→ PROBLEM TO SOLVE
Give a verbatim repeat of the lines that run from the line containing "shown in [391,437]." to the end of the data below.

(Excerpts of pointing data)
>>>>>

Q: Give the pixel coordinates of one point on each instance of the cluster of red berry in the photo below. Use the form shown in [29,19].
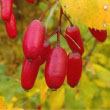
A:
[37,49]
[9,17]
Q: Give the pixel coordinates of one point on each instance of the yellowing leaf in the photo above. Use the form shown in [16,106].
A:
[87,90]
[91,13]
[17,109]
[106,99]
[103,74]
[2,102]
[57,99]
[100,83]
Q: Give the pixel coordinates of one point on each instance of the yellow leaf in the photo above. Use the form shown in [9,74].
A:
[17,109]
[2,102]
[103,74]
[91,13]
[57,98]
[106,99]
[100,83]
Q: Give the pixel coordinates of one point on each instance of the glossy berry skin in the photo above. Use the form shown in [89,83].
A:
[46,49]
[74,69]
[31,1]
[6,9]
[29,73]
[11,27]
[56,67]
[74,33]
[34,39]
[100,35]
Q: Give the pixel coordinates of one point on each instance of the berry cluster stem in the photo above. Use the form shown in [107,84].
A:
[59,27]
[43,15]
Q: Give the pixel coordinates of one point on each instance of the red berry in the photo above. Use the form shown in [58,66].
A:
[39,107]
[74,39]
[31,1]
[56,67]
[46,49]
[74,69]
[11,27]
[100,35]
[34,39]
[6,9]
[29,73]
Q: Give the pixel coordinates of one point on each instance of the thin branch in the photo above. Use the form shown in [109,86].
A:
[90,53]
[42,16]
[70,39]
[59,27]
[68,19]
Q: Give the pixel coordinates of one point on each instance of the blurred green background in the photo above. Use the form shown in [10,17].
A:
[93,91]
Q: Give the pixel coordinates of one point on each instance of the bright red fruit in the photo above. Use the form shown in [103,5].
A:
[31,1]
[11,27]
[100,35]
[74,39]
[34,39]
[74,69]
[56,67]
[6,9]
[46,49]
[29,73]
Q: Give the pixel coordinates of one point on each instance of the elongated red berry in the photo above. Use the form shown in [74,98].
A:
[29,73]
[74,69]
[74,39]
[11,27]
[46,49]
[34,39]
[56,67]
[31,1]
[100,35]
[6,9]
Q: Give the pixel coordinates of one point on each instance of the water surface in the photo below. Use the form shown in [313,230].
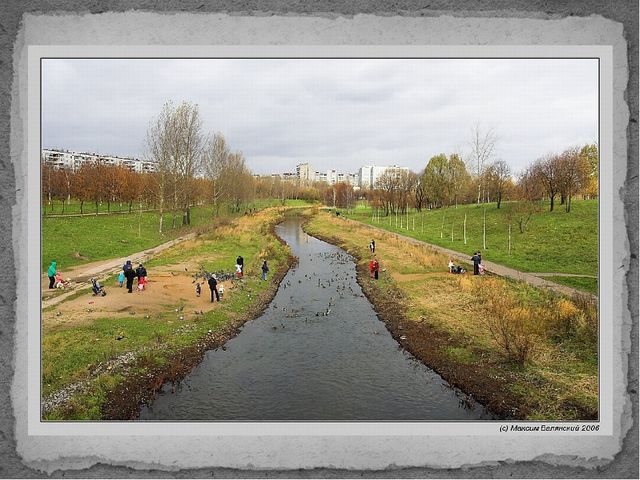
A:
[319,352]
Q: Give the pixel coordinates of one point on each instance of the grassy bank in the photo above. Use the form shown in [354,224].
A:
[553,241]
[103,366]
[457,323]
[78,240]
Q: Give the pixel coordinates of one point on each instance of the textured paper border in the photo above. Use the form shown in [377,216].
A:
[322,451]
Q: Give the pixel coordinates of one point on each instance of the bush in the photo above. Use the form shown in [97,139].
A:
[512,327]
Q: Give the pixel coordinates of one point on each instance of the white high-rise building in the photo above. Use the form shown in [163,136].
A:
[368,175]
[74,160]
[305,172]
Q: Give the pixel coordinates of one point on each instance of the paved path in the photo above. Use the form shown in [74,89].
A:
[535,279]
[81,275]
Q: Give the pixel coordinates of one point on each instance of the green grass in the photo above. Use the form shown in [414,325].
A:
[77,240]
[553,242]
[558,382]
[71,353]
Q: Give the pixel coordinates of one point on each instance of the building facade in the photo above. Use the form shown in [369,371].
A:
[74,160]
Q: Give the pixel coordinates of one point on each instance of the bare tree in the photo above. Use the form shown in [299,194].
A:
[215,159]
[482,147]
[498,176]
[547,170]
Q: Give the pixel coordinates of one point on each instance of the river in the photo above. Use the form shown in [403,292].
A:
[318,352]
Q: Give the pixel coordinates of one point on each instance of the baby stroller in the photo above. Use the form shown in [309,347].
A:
[97,288]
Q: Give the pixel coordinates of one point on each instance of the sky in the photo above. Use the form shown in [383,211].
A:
[332,113]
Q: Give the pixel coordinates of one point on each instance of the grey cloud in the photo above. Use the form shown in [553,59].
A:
[332,113]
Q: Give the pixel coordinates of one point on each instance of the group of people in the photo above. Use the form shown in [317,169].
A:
[128,274]
[478,268]
[55,277]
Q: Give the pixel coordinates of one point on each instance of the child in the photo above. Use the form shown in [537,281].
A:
[59,283]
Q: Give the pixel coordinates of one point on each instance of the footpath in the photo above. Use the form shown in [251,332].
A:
[535,279]
[81,275]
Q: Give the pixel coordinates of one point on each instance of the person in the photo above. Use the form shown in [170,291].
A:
[51,272]
[129,274]
[213,283]
[376,268]
[141,272]
[97,288]
[60,283]
[476,261]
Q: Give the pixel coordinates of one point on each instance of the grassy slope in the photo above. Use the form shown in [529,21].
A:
[77,240]
[560,383]
[70,353]
[554,241]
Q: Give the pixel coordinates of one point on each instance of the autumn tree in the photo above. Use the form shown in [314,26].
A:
[482,147]
[498,179]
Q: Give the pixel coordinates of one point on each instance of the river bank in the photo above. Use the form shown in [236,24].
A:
[441,319]
[103,357]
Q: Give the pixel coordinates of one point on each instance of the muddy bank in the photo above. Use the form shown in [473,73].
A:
[428,344]
[124,402]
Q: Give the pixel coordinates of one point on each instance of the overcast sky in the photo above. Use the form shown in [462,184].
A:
[338,114]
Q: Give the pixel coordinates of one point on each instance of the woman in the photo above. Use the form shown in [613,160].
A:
[52,274]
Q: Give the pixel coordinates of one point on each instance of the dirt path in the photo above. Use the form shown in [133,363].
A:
[81,275]
[535,279]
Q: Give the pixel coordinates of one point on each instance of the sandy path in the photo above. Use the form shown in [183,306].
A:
[80,276]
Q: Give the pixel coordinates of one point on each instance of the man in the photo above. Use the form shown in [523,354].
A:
[213,283]
[476,262]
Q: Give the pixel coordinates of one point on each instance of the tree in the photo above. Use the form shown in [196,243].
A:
[573,173]
[547,170]
[498,176]
[214,161]
[457,177]
[482,147]
[436,178]
[589,154]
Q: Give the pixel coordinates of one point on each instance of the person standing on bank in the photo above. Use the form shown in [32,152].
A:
[476,262]
[129,274]
[213,286]
[51,273]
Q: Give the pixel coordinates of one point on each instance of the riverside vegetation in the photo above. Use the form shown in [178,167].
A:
[100,365]
[524,352]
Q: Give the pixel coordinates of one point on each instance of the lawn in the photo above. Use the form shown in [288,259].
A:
[553,241]
[77,240]
[78,352]
[558,381]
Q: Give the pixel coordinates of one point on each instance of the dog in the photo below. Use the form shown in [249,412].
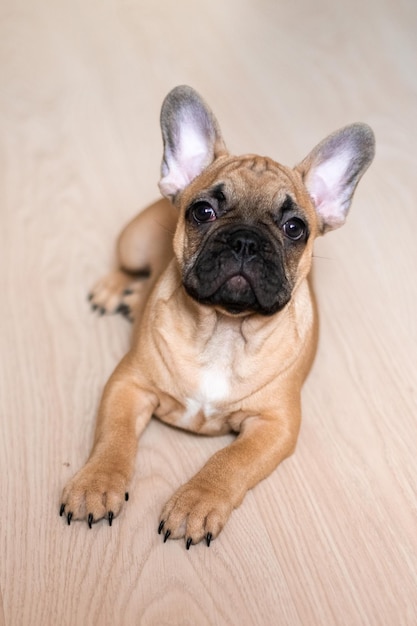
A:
[215,277]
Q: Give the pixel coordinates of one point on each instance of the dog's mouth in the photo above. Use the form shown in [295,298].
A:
[238,293]
[239,270]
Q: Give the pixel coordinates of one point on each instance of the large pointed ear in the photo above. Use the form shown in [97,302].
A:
[333,169]
[192,139]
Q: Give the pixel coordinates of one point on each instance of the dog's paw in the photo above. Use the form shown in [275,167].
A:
[93,494]
[195,513]
[117,292]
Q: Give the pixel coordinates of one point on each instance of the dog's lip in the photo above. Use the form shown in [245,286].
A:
[237,281]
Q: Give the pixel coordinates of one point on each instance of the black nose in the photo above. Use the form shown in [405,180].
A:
[244,243]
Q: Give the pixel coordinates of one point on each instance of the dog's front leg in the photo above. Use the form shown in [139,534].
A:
[202,506]
[99,489]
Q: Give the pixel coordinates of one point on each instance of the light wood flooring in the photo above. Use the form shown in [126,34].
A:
[331,537]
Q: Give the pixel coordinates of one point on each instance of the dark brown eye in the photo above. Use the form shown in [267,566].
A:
[294,229]
[203,212]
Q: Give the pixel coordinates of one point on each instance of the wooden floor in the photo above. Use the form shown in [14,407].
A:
[331,537]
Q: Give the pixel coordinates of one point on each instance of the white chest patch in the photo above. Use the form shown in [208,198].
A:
[214,387]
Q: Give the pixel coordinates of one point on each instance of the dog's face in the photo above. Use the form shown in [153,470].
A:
[247,224]
[244,236]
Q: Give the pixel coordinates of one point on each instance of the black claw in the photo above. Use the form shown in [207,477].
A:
[124,309]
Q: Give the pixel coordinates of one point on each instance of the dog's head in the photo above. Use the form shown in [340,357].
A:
[247,224]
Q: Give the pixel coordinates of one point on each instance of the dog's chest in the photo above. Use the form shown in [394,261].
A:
[206,399]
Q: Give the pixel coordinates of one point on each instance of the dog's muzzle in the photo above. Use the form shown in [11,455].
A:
[240,269]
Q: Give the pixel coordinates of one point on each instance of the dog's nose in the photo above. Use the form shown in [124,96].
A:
[244,243]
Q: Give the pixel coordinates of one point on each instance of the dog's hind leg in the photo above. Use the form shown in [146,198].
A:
[144,249]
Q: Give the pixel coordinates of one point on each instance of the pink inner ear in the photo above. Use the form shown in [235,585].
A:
[318,190]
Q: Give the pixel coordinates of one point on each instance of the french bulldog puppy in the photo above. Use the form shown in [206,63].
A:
[215,276]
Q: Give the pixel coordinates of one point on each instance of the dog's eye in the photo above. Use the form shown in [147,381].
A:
[203,212]
[294,229]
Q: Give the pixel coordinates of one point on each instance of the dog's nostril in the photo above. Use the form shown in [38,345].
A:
[244,244]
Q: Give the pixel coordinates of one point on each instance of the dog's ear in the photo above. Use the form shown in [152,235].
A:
[191,136]
[333,169]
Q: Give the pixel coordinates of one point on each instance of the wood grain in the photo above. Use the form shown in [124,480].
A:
[330,538]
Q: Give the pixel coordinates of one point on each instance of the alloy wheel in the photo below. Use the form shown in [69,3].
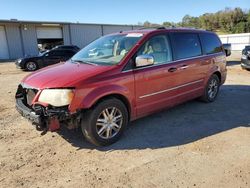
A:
[109,122]
[213,88]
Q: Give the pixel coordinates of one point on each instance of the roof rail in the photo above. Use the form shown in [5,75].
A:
[157,27]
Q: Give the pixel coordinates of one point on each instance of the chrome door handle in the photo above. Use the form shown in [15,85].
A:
[172,69]
[184,67]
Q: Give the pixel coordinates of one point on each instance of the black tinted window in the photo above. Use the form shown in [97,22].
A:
[186,45]
[211,43]
[57,53]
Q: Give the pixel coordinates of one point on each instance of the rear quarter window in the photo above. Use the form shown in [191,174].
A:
[210,43]
[186,45]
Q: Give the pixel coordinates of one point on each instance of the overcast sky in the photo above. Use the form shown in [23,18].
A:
[112,11]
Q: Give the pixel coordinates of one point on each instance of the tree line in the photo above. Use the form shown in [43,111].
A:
[225,21]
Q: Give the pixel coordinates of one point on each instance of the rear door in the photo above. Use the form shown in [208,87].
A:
[157,85]
[193,66]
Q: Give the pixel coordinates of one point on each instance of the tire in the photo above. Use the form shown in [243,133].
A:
[31,66]
[212,89]
[100,127]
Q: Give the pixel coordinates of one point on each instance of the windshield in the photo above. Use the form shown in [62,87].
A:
[107,50]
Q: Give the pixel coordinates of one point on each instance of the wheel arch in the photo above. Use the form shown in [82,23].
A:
[217,73]
[118,96]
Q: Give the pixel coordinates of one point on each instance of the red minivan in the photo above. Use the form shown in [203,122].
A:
[121,77]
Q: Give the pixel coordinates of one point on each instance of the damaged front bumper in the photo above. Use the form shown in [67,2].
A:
[45,117]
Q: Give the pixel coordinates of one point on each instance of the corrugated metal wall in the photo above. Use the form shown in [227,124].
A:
[237,41]
[22,37]
[107,29]
[29,40]
[66,35]
[81,35]
[14,41]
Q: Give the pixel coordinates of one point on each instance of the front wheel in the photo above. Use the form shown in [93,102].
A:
[212,89]
[105,123]
[31,66]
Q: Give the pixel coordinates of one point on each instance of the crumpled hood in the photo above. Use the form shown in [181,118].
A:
[63,75]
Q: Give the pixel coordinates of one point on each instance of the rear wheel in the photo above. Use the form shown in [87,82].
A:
[31,66]
[212,89]
[105,123]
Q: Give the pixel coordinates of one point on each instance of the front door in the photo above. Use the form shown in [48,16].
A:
[157,85]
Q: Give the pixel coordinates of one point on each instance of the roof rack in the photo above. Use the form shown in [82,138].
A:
[157,27]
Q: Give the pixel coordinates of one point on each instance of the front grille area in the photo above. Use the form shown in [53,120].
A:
[27,94]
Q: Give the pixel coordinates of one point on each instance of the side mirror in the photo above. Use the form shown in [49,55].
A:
[227,48]
[144,60]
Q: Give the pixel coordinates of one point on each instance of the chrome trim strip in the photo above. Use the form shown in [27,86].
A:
[166,90]
[170,62]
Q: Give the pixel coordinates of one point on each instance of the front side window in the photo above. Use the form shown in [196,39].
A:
[210,43]
[159,47]
[107,50]
[186,45]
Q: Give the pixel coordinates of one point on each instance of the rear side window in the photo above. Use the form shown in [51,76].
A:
[186,45]
[211,43]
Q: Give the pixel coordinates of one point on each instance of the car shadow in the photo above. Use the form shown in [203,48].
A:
[180,125]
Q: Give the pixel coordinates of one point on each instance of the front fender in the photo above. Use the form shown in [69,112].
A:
[101,92]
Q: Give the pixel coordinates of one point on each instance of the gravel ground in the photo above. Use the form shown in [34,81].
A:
[192,145]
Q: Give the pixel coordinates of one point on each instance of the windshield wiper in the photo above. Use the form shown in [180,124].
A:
[85,62]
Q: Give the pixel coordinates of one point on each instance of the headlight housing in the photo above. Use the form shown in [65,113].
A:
[56,97]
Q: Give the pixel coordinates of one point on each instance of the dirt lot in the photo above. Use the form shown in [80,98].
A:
[191,145]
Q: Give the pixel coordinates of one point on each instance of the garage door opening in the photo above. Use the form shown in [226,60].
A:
[49,37]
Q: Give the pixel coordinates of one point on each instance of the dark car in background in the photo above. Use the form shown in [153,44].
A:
[49,57]
[245,58]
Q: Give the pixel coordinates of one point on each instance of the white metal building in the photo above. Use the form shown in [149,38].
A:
[21,38]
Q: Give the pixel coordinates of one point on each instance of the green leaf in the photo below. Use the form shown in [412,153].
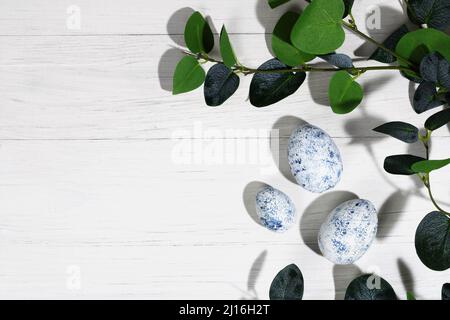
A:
[434,13]
[226,50]
[446,291]
[426,97]
[410,296]
[188,75]
[370,287]
[417,44]
[275,3]
[436,69]
[281,42]
[401,164]
[400,130]
[438,120]
[198,35]
[287,285]
[344,92]
[432,241]
[319,28]
[426,166]
[269,88]
[390,43]
[220,84]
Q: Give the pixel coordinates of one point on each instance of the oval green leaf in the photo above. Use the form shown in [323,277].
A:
[287,284]
[344,92]
[281,42]
[434,13]
[436,69]
[432,241]
[426,97]
[198,35]
[269,88]
[446,291]
[220,84]
[438,120]
[370,287]
[188,75]
[417,44]
[226,50]
[400,130]
[401,164]
[319,28]
[426,166]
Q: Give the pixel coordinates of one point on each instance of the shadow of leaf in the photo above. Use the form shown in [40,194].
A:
[390,212]
[343,275]
[166,68]
[406,275]
[176,24]
[316,213]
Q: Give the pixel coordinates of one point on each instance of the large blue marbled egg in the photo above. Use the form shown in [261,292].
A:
[275,209]
[348,231]
[314,159]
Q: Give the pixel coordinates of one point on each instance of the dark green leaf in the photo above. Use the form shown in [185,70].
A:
[220,84]
[401,164]
[198,35]
[339,60]
[226,50]
[275,3]
[436,69]
[433,241]
[344,92]
[426,166]
[426,97]
[416,44]
[438,120]
[446,291]
[401,130]
[288,284]
[390,43]
[410,296]
[281,42]
[434,13]
[319,28]
[370,287]
[188,75]
[269,88]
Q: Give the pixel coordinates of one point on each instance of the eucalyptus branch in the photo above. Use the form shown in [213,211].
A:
[428,186]
[304,68]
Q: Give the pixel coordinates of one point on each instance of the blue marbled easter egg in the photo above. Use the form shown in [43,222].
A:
[275,209]
[314,159]
[348,231]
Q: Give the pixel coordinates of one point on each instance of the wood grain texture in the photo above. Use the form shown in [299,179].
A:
[151,195]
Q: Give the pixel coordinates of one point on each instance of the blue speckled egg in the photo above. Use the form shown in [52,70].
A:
[348,231]
[314,159]
[275,209]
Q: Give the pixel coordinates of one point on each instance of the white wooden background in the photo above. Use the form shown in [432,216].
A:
[90,191]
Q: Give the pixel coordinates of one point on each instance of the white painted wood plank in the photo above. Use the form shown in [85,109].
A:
[49,17]
[104,206]
[112,87]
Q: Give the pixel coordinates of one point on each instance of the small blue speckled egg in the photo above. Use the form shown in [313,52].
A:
[275,209]
[348,231]
[314,159]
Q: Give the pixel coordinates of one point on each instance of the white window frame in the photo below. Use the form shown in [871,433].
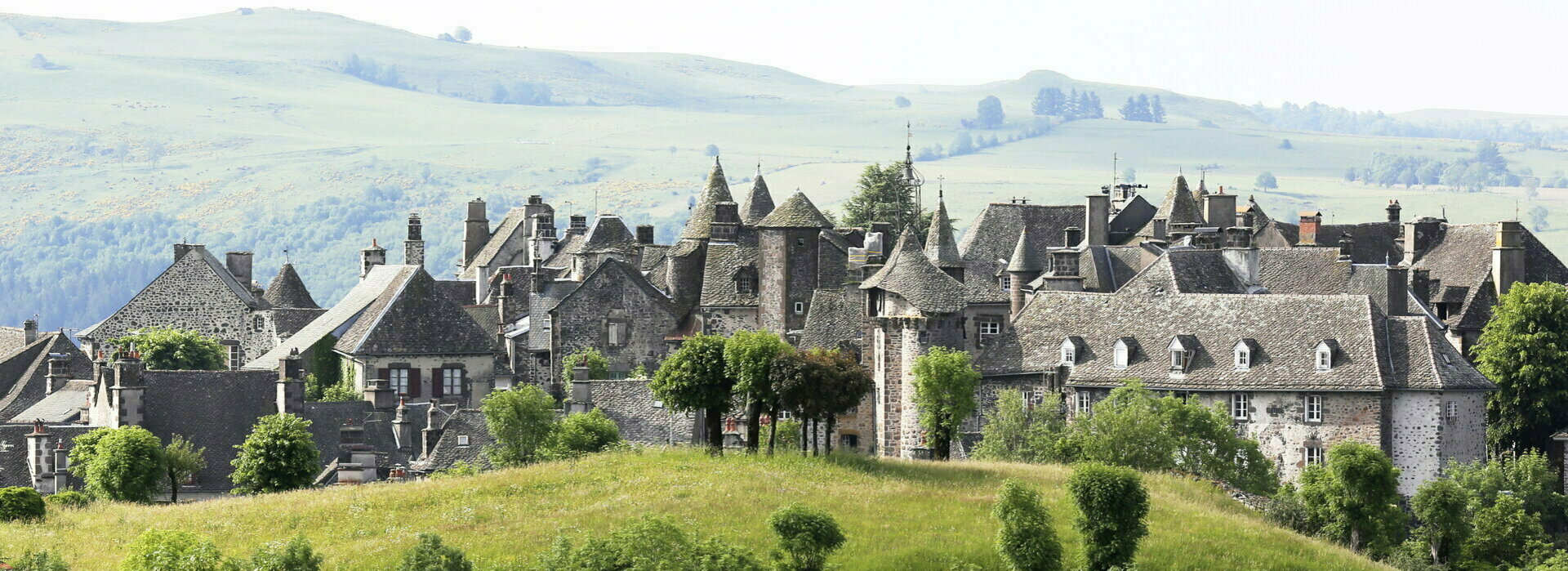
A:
[1241,405]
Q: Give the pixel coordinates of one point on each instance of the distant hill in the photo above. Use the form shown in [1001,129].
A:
[896,515]
[315,134]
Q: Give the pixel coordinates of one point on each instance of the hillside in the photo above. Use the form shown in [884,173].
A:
[286,129]
[898,515]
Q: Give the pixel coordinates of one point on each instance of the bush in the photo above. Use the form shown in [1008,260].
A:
[430,554]
[806,538]
[68,499]
[1026,540]
[1112,507]
[20,504]
[286,555]
[162,551]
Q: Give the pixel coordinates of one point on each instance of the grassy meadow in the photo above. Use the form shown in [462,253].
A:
[898,515]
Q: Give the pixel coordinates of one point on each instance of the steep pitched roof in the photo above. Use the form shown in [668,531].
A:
[287,291]
[913,276]
[795,212]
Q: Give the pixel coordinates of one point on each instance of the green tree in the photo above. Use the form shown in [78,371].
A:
[944,393]
[175,349]
[430,554]
[1026,538]
[521,421]
[1525,350]
[1112,513]
[167,550]
[122,465]
[804,538]
[278,455]
[693,378]
[180,462]
[1443,509]
[748,358]
[596,363]
[286,555]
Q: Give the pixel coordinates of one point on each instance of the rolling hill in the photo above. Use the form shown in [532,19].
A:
[898,515]
[286,131]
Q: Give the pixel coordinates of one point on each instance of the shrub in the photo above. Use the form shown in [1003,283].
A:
[1112,507]
[430,554]
[20,504]
[162,551]
[806,537]
[1026,540]
[286,555]
[68,499]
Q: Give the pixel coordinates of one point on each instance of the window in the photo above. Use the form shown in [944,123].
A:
[452,381]
[1313,408]
[1239,405]
[399,378]
[1314,455]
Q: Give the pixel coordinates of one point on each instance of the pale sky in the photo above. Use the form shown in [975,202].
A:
[1496,56]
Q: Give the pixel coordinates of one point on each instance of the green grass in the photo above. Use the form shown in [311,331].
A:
[898,515]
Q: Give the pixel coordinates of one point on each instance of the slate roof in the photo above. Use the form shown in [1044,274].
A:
[414,319]
[795,212]
[287,291]
[717,190]
[915,278]
[758,203]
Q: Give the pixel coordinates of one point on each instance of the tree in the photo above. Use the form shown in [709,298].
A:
[988,114]
[1525,350]
[122,465]
[596,363]
[167,550]
[430,554]
[180,462]
[748,358]
[175,349]
[944,393]
[693,378]
[1266,181]
[1112,509]
[286,555]
[278,455]
[806,537]
[1026,538]
[1443,509]
[521,422]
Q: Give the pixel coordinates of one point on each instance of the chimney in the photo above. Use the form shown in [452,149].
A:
[240,267]
[371,257]
[475,231]
[1308,231]
[414,247]
[1508,256]
[1097,220]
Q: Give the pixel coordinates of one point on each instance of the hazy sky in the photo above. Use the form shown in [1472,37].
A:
[1498,56]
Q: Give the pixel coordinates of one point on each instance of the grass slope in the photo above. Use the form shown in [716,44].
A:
[898,515]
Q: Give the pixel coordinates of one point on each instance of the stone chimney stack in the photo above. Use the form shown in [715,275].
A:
[371,257]
[291,383]
[1308,231]
[240,267]
[475,231]
[414,247]
[1097,220]
[1508,256]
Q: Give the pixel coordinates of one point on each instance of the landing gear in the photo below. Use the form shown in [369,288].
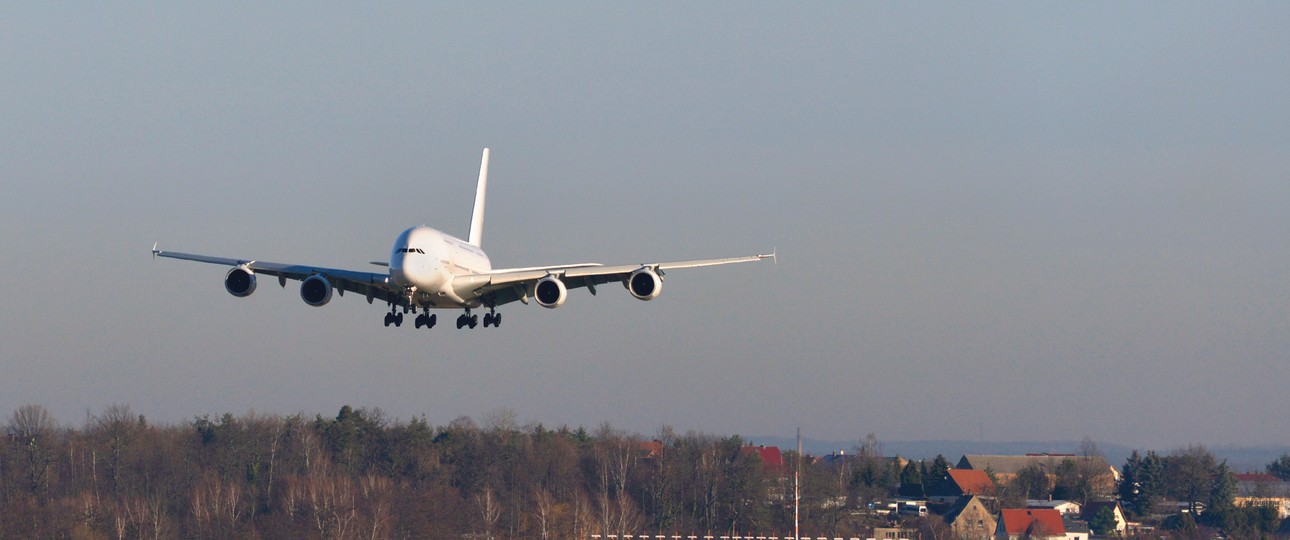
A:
[467,320]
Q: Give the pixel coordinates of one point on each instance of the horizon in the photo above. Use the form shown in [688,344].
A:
[1002,222]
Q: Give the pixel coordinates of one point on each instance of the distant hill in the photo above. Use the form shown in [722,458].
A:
[1239,458]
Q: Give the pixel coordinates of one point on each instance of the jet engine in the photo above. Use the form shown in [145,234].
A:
[240,281]
[644,284]
[550,291]
[315,290]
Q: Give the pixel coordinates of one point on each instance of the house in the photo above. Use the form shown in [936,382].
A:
[1263,490]
[1005,468]
[962,482]
[1075,529]
[1093,507]
[1064,507]
[1015,523]
[970,520]
[772,459]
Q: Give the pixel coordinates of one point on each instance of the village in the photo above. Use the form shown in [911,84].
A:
[1048,496]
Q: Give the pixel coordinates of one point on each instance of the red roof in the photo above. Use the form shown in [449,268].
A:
[1033,522]
[973,482]
[770,458]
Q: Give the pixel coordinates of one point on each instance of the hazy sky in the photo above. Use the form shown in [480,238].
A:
[1009,221]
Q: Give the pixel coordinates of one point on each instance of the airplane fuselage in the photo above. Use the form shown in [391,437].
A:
[425,260]
[428,268]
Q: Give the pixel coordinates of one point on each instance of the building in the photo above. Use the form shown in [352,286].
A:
[1017,523]
[1005,468]
[772,459]
[1263,490]
[962,482]
[970,520]
[1064,507]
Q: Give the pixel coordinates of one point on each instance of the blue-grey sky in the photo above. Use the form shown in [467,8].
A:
[995,219]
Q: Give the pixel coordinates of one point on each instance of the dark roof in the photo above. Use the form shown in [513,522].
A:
[957,508]
[1012,464]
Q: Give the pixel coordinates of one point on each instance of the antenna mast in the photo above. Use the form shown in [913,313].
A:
[796,495]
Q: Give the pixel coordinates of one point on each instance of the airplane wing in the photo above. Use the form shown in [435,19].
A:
[368,284]
[506,286]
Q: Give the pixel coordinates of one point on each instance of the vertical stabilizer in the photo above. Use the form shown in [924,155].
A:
[477,217]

<<<<<

→ ANSWER FOR THE TASK
Q: Give the pixel coordinates of one point on each instance of the airplane fuselage in the photo above. Use the form shown in [391,437].
A:
[425,260]
[428,268]
Q: Give the pixel coordinates of one point on each instance of the building in the photo above. Use the form shown in [352,286].
A:
[1017,523]
[1005,468]
[772,459]
[1263,490]
[962,482]
[970,520]
[1064,507]
Q: Give the pixel coordinates of one point on each instance of the blue-grey sky in the photo above. Use the form shown in [467,8].
A:
[995,219]
Q: Give the pixel coordinates of one point on each instance of the dark roof in the photo above. Use the form shown in [513,522].
A:
[957,508]
[1012,464]
Q: Give the pixel coordinates of one point on each instance of the antenna mast in the photo above. Use the form shown in [913,313].
A:
[796,495]
Q: Give the pixel coordinates of one point on each instance of the airplane wing in the photo above. Use the form shown in [435,19].
A:
[368,284]
[506,286]
Q: Give the pixel coordinates of one point on each instance of the vertical stabilizer in the photo above. Use the form shown in [924,155].
A:
[477,217]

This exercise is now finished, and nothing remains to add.